**WHAT TO WORK ON**:
The entries are to be reproduced verbatim, with all pictures omitted.

**GIVEN RECORDS**:

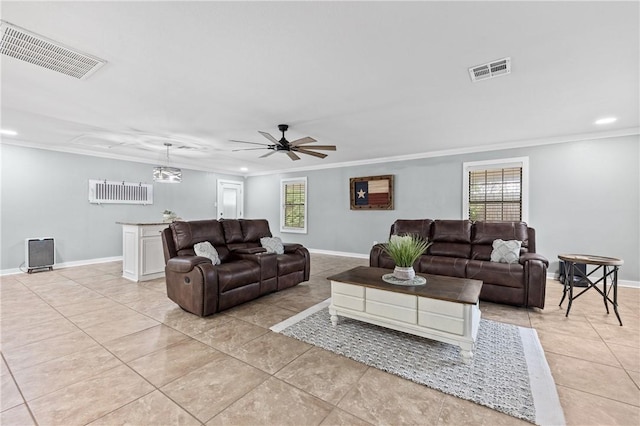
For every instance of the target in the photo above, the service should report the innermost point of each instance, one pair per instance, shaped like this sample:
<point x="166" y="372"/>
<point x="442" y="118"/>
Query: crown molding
<point x="467" y="150"/>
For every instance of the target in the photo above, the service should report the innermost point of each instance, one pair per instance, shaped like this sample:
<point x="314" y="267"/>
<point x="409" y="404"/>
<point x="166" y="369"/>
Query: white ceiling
<point x="377" y="79"/>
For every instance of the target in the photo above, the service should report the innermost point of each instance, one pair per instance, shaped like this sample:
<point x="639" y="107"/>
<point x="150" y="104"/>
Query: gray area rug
<point x="508" y="373"/>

**ANSWER SECTION**:
For every instance of the target in the photo above, the service should report the innermost point of each instance, one pair per instance, shaped like this sample:
<point x="166" y="372"/>
<point x="442" y="118"/>
Query: crown molding
<point x="467" y="150"/>
For every instance of the target in the photo above, the service should report the innermost point of each instance, one pair per instance, shaped like this sample:
<point x="314" y="267"/>
<point x="409" y="404"/>
<point x="166" y="369"/>
Query: white ceiling
<point x="377" y="79"/>
For every instance of the target in the photo above, the service should report the innermost point of each instance, one pair per instance, shaped like this sample:
<point x="639" y="107"/>
<point x="150" y="104"/>
Query: gray area rug
<point x="508" y="373"/>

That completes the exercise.